> _What to produce_:
Reproduce all entries word for word.

> _Stored entries_:

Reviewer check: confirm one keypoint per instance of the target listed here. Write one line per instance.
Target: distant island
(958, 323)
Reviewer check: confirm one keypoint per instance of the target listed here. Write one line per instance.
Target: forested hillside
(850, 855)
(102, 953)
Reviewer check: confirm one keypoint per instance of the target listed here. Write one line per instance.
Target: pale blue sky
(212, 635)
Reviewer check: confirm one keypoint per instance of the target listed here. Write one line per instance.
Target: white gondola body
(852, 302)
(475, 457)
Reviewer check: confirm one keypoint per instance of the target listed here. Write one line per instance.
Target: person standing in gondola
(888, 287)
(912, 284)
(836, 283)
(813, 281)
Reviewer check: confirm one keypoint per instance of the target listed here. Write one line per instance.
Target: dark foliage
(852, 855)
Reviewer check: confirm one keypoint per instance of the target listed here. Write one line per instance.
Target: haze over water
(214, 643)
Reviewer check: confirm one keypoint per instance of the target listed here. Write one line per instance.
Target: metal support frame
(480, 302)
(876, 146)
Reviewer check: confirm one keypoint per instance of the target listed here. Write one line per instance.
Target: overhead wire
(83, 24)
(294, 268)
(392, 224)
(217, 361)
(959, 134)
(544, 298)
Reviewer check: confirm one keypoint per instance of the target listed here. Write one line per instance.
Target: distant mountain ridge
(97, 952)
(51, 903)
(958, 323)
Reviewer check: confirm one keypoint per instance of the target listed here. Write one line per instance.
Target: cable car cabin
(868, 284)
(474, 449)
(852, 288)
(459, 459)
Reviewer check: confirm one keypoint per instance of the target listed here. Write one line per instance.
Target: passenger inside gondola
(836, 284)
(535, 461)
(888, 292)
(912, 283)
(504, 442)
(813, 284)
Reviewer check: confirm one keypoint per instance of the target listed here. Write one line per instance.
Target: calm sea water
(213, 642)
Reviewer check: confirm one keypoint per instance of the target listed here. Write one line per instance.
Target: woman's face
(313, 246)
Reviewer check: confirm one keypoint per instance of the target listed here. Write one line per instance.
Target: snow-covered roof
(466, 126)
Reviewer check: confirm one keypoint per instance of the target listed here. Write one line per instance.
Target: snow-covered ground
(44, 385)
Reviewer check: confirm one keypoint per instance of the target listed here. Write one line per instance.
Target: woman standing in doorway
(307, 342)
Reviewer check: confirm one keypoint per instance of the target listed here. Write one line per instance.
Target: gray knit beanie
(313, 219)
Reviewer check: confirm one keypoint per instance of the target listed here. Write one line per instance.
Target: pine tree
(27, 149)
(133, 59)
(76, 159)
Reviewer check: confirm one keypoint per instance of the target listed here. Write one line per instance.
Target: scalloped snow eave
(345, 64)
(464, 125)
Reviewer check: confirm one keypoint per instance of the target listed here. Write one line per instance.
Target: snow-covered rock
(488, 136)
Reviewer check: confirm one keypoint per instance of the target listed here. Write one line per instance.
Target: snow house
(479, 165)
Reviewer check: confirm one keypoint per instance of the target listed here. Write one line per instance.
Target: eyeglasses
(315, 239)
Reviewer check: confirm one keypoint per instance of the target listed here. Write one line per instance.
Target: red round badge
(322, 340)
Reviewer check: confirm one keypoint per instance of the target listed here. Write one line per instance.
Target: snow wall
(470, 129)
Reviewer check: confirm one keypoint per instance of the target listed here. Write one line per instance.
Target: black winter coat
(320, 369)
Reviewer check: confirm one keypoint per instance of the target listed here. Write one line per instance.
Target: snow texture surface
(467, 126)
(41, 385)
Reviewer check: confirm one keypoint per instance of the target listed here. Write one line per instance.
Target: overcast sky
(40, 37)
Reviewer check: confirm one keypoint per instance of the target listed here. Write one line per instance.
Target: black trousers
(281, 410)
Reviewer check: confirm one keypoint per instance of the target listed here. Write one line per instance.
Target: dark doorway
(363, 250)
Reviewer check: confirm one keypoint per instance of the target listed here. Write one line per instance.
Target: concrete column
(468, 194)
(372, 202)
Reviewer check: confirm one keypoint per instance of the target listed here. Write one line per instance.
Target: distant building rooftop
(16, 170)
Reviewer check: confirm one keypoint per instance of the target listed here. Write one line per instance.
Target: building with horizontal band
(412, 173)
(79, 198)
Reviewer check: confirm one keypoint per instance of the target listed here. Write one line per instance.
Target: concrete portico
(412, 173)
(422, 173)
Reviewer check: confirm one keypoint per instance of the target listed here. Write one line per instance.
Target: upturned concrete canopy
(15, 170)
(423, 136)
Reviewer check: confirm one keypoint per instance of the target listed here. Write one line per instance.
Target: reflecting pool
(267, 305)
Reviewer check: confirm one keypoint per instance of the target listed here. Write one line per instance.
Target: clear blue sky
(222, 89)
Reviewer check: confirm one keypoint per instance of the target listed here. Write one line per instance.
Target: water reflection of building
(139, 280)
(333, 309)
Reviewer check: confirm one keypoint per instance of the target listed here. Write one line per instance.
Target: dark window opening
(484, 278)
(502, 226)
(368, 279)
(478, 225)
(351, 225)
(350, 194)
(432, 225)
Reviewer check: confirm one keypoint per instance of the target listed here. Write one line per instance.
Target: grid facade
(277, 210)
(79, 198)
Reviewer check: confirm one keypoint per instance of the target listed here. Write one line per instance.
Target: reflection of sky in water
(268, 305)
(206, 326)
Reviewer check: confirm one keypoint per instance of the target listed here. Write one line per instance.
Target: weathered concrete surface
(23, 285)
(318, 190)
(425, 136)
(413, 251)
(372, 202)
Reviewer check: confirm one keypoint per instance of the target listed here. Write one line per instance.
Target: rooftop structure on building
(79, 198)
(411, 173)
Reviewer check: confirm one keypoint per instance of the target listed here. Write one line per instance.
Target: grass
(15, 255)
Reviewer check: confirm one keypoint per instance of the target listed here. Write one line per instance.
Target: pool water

> _Solution for this exercise_:
Reviewer check: confirm one keypoint per instance of the target listed here. Write one line per instance.
Target: distant island
(958, 323)
Reviewer check: confirm one keypoint per instance of the target listed here. Write one line per instance.
Target: forested hillside
(850, 855)
(102, 953)
Reviewer check: confirm one keypoint per instance of the target listed here. Write one line per instance.
Target: pale blue sky
(212, 635)
Reviewer check: confirm one keypoint per instance of the target listed here. Write one line per instance.
Target: white gondola body
(852, 302)
(475, 457)
Reviewer check: confirm one keypoint per instance of the target listed here. Write one line per instance.
Target: person standing in gondola
(888, 287)
(912, 284)
(836, 283)
(813, 281)
Reviewer check: confirm one keypoint per instance of the target listed here. Write one line per instance.
Target: dark foliage
(852, 855)
Reviewer check: confirm one keypoint per instance of the target listed here. Write one line per instance.
Target: haze over water
(214, 643)
Reviewer check: confirm one keypoint per instance of the target listed here. Write one line per instance.
Target: metal support frame
(480, 302)
(876, 146)
Reviewer check: confirm one keypoint per instance of the target listed here. Write one line per instance.
Target: overhead wire
(83, 24)
(294, 268)
(392, 224)
(217, 361)
(959, 134)
(544, 298)
Reviewer check: confirm one keypoint per instance of the target listed here. Write one line per instance.
Target: distant mountain ridge
(97, 952)
(51, 903)
(958, 323)
Reviewer check: confirm one keypoint per instance of the target listed here. Write one line per instance.
Target: cable car cabin
(868, 284)
(474, 449)
(852, 288)
(459, 459)
Reviewer check: confirm one keypoint per instance of the target listed here. Write one line per instance.
Target: passenger inside gondola
(836, 284)
(535, 461)
(888, 292)
(912, 283)
(504, 442)
(813, 284)
Reviewer check: confirm one keypoint per instance of the target listed here. Write one line per instance.
Target: calm sea water
(213, 642)
Reviewer check: confirm one keypoint per instance of the target listed here. Write one line per instance.
Target: woman's face
(313, 246)
Reviewer check: confirm one keypoint per instance of the target listed here. Write one line per instance.
Target: snow-covered roof
(466, 126)
Reviewer check: confirm one keypoint per instance of the target listed here. Write one line per instance.
Target: snow-covered ground
(44, 385)
Reviewer check: confirm one keypoint per instance of the target listed here. Write one line per instance.
Target: woman standing in doorway
(307, 342)
Reviewer check: confirm one keypoint per instance of the target listed here. Write one line per instance.
Target: gray knit beanie
(313, 219)
Reviewer check: confirm one keypoint per instance of the target listed here. Write one line per instance.
Target: pine tree
(27, 149)
(133, 59)
(76, 159)
Reviewer check: confirm one keypoint per instance of the target listed here. Write one line per instance.
Target: scalloped snow eave
(345, 64)
(464, 125)
Reviewer check: confirm one keypoint per instance of the target listed here. Write one line per instance.
Target: snow-covered rock
(488, 136)
Reviewer check: confirm one keypoint per instance of the target listed here. Write one line per instance.
Target: snow house
(479, 165)
Reviewer check: confirm one keypoint per instance of the target listed here. Write one line per instance.
Target: eyeglasses
(315, 239)
Reviewer check: confirm one keypoint per instance of the target listed here. Write one line per instance.
Target: red round badge
(322, 340)
Reviewer check: confirm one keypoint per instance of the target listed here. Write one line per instance.
Target: snow wall
(470, 129)
Reviewer check: confirm one keypoint per instance of the target listed here. Write one line per instance.
Target: black winter coat
(320, 369)
Reviewer check: confirm one keypoint per instance of the target listed here. Write one line per instance.
Target: snow texture surface
(467, 126)
(41, 385)
Reviewer check: confirm one keypoint per instance of the target listed here. Write one line per instance.
Target: overcast sky
(40, 37)
Reviewer check: confirm one keypoint per instance of the target listed here. Write one line per instance.
Target: black trousers
(281, 410)
Reviewer check: confirm one keypoint per instance of the target listed here. Write one line per instance.
Target: dark doorway
(363, 250)
Reviewer check: confirm one keypoint per instance of the target listed here. Write one line per instance.
Target: concrete column
(468, 194)
(372, 202)
Reviewer check: confirm one keypoint per instance of the target listed here. Write one line per instance.
Target: distant building rooftop
(16, 170)
Reviewer check: confirm one keypoint per instance of the target listed here. Write one line per instance.
Target: building with horizontal band
(412, 173)
(79, 198)
Reviewer check: confirm one keypoint per instance of the target listed here. Write one line per instance.
Target: concrete portico
(412, 173)
(422, 173)
Reviewer check: confirm one keypoint per instance of the target listed here. Write one line per instance.
Target: upturned concrete canopy
(15, 170)
(423, 136)
Reviewer check: confirm one keypoint per instance of the target listed here. Write one line per instance.
Target: reflecting pool
(267, 305)
Reviewer check: confirm one keypoint per instance of the target listed here. Write one line per instance.
Target: clear blue sky
(222, 89)
Reviewer check: confirm one keypoint per instance of the target listed here. Write one line per instance.
Target: water reflection of building
(139, 280)
(333, 309)
Reviewer check: confirm one keypoint per instance of the target listed here. Write one line per instance.
Target: dark window opening
(484, 278)
(502, 226)
(368, 279)
(478, 225)
(351, 225)
(350, 194)
(432, 225)
Reviewer check: confirm one keypoint per instance of the target listed here. Write one line per instance.
Target: grid facade
(277, 210)
(79, 198)
Reviewer check: confirm one keypoint per instance of the target listed here. Write one line per instance.
Target: reflection of sky in water
(268, 305)
(206, 326)
Reviewer check: confirm one keypoint per instance of the target listed here. Write one line per instance.
Target: weathered concrete surface
(23, 285)
(318, 190)
(425, 136)
(413, 251)
(372, 202)
Reviewer check: confirm one keypoint per instance of the target listed here. Write one line per instance.
Target: rooftop structure on building
(79, 198)
(411, 173)
Reviewer check: confirm one keypoint per instance of the target listed here. Write one line per instance.
Target: grass
(15, 255)
Reviewer check: confirm one keypoint per instance of the target listed here. Write one line per instance.
Target: pool water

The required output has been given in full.